**Vorliegender Text:**
Zu dieser ausgeübten ökonomischen Kontrolle kam körperliche Gewalt hinzu. Nach einem heftigen Streit mit ihrem Ehemann erlitt Sharon ihren ersten psychischen Zusammenbruch, bei dem sie ihr Haus in Brand steckte und das Weite suchte. Sie siedelte in die Palorinya-Flüchtlingssiedlung um, wo sie sich immer mehr zurückzog. Je öfter sie sichtbare psychische Zusammenbrüche erlitt, desto stärker grenzte die Flüchtlingsgemeinde sie aus.

Psychisch Erkrankte sind größeren Risiken ausgesetzt

Sharons Geschichte ist nur ein Beispiel, wie sich geschlechterbasierte Gewalt auf die psychische Gesundheit von Betroffenen auswirken kann. Vor allem Geflüchtete sind hohem Stress ausgesetzt und bilden eine besonders vulnerable Gruppe mit spezifischen Bedürfnissen. „Psychische Erkrankungen werden oft stigmatisiert. Die Betroffenen und Angehörigen schämen sich und durch fehlende Kenntnisse werden mentale Krankheitsbilder traditionell gedeutet. Das alles führt dann dazu, dass Betroffene noch größeren Risiken ausgesetzt sind“, erklärt Claudia Zehl, die sich als Fachberaterin Safeguarding der Johanniter dafür einsetzt, psychosoziale Ansätze in die Programme der Johanniter zu verankern.

Die Betroffenen benötigen spezielle Schutzmechanismen, denn Studien legen immer wieder dar, dass insbesondere Menschen mit mentalen Einschränkungen von sexualisierter Gewalt und Ausbeutung betroffen sind.

**Extrahierte Informationen:**

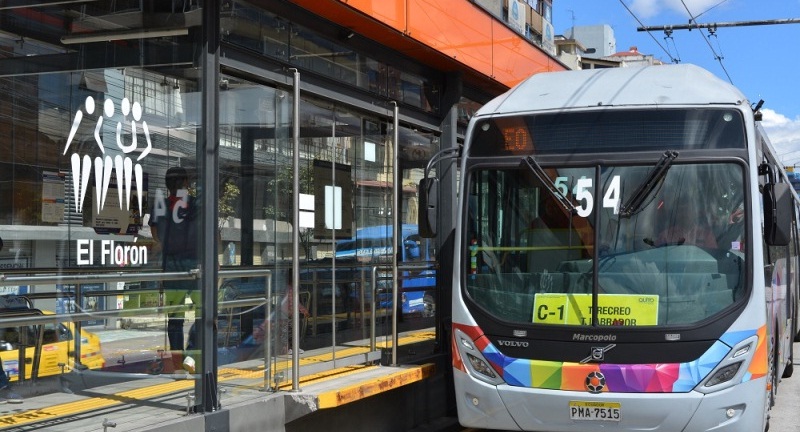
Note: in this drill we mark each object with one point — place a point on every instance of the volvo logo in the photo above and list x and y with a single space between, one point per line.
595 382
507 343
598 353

...

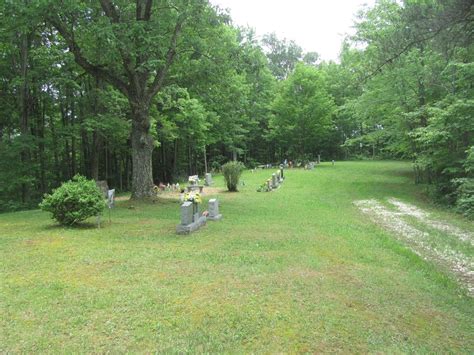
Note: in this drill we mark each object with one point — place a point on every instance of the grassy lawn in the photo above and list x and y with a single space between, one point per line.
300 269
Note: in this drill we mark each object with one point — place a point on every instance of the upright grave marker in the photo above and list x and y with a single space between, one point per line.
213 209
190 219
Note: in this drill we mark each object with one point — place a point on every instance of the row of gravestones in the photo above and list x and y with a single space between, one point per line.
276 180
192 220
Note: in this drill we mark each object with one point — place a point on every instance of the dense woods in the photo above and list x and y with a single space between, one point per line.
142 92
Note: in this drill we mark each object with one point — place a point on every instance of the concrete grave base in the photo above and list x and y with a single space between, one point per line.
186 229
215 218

* * *

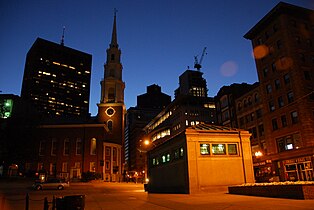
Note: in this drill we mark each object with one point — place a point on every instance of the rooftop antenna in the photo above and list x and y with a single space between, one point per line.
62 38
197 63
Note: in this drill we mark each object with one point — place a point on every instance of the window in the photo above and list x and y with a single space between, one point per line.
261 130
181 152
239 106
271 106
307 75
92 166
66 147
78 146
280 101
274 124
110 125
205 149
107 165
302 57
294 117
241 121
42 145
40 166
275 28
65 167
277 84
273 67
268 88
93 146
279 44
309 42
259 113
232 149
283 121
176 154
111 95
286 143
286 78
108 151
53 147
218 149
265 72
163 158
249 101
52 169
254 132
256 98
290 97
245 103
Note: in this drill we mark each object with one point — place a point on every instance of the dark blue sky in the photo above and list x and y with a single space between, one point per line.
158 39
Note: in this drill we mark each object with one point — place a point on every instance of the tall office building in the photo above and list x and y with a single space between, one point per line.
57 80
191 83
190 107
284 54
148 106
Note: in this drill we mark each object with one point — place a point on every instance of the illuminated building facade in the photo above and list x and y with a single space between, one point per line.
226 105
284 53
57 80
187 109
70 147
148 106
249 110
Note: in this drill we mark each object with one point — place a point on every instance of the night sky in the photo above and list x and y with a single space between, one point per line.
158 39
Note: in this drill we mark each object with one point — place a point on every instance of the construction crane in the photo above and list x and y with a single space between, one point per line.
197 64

**Aufgabenstellungen:**
1. Erklären Sie anhand des Textes über Sharon und die psychische Gesundheit Geflüchteter in ein bis drei Sätzen, warum psychisch Erkrankte laut Claudia Zehl noch größeren Risiken ausgesetzt sind.
2. Fassen Sie den Text über Sharon und die psychische Gesundheit Geflüchteter in zwei Sätzen zusammen.
3. Schreiben Sie den Text über Sharon und die psychische Gesundheit Geflüchteter nach seinem letzten Satz weiter.

**Ergebnisse der Aufgaben:**
1. Psychische Erkrankungen werden oft stigmatisiert, sodass sich Betroffene und Angehörige schämen. Außerdem werden mentale Krankheitsbilder aus fehlender Kenntnis traditionell gedeutet. Das alles führt dazu, dass die Betroffenen noch größeren Risiken ausgesetzt sind.

2. Nach ökonomischer Kontrolle, körperlicher Gewalt und einem heftigen Streit mit ihrem Ehemann erlitt Sharon psychische Zusammenbrüche, zog in die Palorinya-Flüchtlingssiedlung und wurde dort von der Flüchtlingsgemeinde zunehmend ausgegrenzt. Ihr Fall zeigt, wie sich geschlechterbasierte Gewalt auf die psychische Gesundheit auswirken kann; besonders Geflüchtete sind verletzlich, und psychisch Erkrankte brauchen spezielle Schutzmechanismen, weil sie besonders häufig von sexualisierter Gewalt und Ausbeutung betroffen sind.

3.
Claudia Zehl, Fachberaterin Safeguarding

Es ist daher ein Anliegen der Johanniter, in alle Projekte auf die speziellen Zielgruppen ausgerichtete Schutzkonzepte einzubauen, um so Risiken zu minimieren, die Rechte der Betroffenen zu schützen und Bewusstsein zu schaffen. Geschieht das nicht, isolieren sich Betroffene wie Sharon immer mehr und verlieren jegliche Hoffnung und Lebenslust. Nachdem sie im Oktober 2020 orientierungslos die Siedlung durchstreifte, wurde sie von gemeindebasierten Sozialberatenden an ein Team von CEFORD, einer Partnerorganisation der Johanniter, verwiesen, welches auf mentale Gesundheit und psychosoziale Unterstützung (MHPSS) spezialisiert ist. Dieses MHPSS-Team bot Sharon eine individuelle und umfassende psychosoziale Unterstützung.

Verbesserter Zugang zu Gesundheitsdiensten und psychosozialer Unterstützung

Sharon (links im Bild) geht es dank kontinuierlicher Begleitung mental wieder besser.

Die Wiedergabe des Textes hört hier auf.